[Coordinate labeling data]
==*==

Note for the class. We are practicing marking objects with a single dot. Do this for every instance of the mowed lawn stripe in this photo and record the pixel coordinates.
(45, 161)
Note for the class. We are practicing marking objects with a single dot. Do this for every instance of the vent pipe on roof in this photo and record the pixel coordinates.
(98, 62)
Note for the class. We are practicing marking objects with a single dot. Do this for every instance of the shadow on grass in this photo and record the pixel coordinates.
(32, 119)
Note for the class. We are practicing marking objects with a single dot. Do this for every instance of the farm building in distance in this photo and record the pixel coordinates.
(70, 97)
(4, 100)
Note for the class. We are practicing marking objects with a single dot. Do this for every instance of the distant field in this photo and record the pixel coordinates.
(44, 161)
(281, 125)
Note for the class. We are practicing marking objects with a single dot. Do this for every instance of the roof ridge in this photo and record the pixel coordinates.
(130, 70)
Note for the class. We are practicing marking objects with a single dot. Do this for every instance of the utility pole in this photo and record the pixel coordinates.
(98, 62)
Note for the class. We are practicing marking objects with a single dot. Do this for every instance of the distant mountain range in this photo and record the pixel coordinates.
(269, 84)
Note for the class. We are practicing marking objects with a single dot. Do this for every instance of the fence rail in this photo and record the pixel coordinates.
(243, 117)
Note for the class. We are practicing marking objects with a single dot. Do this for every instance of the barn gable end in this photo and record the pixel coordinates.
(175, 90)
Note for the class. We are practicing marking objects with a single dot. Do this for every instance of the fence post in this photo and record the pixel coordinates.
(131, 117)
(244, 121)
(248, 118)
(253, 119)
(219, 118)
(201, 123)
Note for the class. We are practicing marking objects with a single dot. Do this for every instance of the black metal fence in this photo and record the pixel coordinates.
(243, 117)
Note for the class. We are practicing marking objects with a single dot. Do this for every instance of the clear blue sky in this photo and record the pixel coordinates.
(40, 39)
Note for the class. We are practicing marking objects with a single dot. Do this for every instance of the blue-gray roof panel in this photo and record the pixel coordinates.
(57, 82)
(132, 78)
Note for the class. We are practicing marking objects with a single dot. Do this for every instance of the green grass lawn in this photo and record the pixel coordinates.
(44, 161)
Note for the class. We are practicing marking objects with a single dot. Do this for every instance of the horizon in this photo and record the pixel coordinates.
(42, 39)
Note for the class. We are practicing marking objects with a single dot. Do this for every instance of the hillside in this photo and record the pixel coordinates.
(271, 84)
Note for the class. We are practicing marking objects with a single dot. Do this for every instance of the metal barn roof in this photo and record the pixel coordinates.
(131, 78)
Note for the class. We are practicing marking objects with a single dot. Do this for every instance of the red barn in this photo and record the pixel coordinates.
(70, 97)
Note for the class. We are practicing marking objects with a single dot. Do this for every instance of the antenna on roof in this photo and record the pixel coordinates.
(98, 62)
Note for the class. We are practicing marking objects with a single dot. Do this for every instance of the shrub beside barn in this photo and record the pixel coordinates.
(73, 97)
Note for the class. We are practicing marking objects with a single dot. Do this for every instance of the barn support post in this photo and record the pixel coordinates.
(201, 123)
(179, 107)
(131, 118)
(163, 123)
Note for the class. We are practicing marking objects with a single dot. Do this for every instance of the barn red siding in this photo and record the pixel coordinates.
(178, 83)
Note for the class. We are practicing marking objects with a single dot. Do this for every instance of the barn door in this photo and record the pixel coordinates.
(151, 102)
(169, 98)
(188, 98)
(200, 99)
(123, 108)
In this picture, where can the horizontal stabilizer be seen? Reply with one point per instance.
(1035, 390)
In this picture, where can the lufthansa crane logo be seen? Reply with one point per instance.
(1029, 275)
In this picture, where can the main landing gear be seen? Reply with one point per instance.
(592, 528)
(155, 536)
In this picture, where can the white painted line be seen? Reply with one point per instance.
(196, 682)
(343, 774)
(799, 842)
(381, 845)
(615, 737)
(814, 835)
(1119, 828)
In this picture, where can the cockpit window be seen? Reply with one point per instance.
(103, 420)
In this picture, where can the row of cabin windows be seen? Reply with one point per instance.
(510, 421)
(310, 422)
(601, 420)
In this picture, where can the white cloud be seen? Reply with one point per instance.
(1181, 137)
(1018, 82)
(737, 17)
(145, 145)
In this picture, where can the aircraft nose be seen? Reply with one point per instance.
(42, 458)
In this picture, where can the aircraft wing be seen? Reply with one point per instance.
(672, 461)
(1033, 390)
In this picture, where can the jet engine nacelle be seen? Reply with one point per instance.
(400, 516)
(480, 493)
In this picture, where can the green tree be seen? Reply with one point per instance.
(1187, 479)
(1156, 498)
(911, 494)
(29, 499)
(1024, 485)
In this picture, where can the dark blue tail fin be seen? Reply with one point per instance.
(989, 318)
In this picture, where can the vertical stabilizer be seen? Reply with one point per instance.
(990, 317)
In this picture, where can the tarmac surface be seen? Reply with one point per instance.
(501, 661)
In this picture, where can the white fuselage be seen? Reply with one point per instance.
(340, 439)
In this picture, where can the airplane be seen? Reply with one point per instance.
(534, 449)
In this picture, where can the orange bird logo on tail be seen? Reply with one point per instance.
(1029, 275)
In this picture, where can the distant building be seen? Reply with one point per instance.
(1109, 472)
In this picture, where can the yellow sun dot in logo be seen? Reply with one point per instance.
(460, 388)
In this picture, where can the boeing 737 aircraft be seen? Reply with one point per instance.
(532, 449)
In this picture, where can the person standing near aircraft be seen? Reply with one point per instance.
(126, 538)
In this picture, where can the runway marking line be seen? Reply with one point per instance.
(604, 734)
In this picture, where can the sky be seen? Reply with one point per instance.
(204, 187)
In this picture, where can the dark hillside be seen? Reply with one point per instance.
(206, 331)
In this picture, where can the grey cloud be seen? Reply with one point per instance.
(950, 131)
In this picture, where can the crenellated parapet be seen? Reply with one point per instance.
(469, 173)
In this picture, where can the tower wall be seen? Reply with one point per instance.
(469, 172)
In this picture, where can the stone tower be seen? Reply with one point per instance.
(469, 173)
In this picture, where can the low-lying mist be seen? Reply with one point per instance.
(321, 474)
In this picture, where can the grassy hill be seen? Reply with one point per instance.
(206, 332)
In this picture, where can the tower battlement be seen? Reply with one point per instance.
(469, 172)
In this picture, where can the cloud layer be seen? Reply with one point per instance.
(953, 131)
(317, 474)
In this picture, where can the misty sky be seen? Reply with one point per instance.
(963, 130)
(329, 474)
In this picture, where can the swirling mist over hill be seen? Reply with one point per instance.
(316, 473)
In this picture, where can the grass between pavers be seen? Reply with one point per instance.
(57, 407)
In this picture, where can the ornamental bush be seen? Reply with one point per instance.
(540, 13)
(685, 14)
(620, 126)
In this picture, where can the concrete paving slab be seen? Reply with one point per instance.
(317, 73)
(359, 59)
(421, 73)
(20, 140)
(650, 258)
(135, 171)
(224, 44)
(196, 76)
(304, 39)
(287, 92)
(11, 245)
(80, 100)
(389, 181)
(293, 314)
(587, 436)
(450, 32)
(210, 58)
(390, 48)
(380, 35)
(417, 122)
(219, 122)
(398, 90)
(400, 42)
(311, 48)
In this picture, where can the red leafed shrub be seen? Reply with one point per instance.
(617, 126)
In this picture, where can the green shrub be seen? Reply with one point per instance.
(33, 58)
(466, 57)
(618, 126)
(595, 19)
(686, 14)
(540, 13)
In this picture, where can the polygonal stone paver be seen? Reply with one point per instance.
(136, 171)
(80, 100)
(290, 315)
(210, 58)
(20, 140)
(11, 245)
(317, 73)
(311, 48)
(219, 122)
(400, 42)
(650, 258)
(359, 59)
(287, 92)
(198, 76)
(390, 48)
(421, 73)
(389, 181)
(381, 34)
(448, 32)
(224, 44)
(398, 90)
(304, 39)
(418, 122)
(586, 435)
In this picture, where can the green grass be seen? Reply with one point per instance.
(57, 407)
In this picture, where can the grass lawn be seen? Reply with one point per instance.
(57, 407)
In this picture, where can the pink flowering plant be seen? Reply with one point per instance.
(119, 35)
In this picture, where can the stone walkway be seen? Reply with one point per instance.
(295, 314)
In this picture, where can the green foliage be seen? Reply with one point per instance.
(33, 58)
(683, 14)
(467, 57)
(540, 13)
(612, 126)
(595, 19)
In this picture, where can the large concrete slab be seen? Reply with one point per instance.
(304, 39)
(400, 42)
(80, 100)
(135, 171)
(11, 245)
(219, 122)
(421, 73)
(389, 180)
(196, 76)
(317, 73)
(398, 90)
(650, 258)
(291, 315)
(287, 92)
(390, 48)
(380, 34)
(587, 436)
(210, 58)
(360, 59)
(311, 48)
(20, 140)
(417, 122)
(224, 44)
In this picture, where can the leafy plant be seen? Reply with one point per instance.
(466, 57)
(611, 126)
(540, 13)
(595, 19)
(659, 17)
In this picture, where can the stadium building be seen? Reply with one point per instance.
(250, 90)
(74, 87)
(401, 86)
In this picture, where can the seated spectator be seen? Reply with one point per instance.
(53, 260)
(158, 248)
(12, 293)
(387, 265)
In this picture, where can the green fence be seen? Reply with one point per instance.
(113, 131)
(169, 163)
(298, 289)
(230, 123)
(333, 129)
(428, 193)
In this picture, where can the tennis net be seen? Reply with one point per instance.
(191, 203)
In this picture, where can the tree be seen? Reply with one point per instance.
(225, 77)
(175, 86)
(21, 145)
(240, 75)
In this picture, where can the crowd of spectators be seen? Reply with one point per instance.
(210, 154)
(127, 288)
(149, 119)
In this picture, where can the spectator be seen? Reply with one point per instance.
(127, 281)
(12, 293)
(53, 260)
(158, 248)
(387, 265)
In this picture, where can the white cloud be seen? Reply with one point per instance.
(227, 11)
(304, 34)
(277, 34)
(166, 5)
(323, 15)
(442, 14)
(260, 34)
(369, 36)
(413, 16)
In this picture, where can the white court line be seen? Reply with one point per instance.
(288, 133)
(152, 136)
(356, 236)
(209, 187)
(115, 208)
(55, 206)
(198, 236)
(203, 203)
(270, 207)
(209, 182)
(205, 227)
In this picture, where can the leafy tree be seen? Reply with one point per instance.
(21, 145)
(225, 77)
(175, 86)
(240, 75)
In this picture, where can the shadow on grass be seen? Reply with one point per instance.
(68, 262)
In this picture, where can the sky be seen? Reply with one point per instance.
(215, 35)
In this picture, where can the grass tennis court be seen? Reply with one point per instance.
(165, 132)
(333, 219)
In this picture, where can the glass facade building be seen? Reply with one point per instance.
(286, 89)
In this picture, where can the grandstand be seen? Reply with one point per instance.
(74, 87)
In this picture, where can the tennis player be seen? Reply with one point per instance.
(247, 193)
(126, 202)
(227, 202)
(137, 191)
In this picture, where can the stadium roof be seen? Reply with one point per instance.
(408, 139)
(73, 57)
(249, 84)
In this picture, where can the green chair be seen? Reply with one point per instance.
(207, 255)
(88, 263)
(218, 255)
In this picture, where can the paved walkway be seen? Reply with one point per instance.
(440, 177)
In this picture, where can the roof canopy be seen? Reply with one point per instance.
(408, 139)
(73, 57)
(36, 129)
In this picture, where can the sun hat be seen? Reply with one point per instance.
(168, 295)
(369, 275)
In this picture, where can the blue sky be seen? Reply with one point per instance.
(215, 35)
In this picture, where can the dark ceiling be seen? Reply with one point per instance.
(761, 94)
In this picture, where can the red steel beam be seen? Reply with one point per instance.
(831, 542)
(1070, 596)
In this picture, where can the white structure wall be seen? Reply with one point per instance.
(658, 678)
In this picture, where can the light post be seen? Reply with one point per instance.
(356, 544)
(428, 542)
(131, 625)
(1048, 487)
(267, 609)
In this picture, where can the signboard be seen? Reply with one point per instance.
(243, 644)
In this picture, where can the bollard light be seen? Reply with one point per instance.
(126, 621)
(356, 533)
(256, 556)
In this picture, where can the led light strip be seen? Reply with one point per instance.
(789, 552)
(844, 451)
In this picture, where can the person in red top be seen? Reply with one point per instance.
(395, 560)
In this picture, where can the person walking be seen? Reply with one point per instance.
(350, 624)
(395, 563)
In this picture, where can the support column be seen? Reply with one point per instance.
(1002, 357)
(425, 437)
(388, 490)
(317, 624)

==*==

### EXERCISE AIM
Please output the items as a JSON list of strings, one string per line, starting at the line that contains "In this picture, where can the red steel" and ending at the last line of the items. Omit any blank lines.

### FINAL RESULT
[
  "In this picture, where can the red steel beam be seen? Reply with one point per instance.",
  "(831, 542)",
  "(1070, 596)",
  "In this picture, where can the white structure wall be seen? Reply with one point per instance.",
  "(658, 678)",
  "In this picture, where can the light post be seen? Reply with one point per instance.",
  "(356, 544)",
  "(428, 542)",
  "(131, 625)",
  "(1048, 487)",
  "(267, 609)",
  "In this picture, where can the signboard be seen? Reply with one point per instance.",
  "(243, 644)",
  "In this picture, where can the bollard light be seen? Reply with one point per instance.",
  "(126, 621)",
  "(356, 533)",
  "(256, 556)",
  "In this picture, where can the led light strip be seen? Reply with one point per instance.",
  "(789, 552)",
  "(844, 451)",
  "In this picture, where can the person in red top be seen? Reply with one point per instance.",
  "(395, 560)",
  "In this picture, where can the person walking be seen? Reply with one point per instance.",
  "(350, 624)",
  "(395, 563)",
  "In this picture, where can the support column be seen? Reply with one point per instance.",
  "(1002, 357)",
  "(425, 437)",
  "(388, 490)",
  "(317, 624)"
]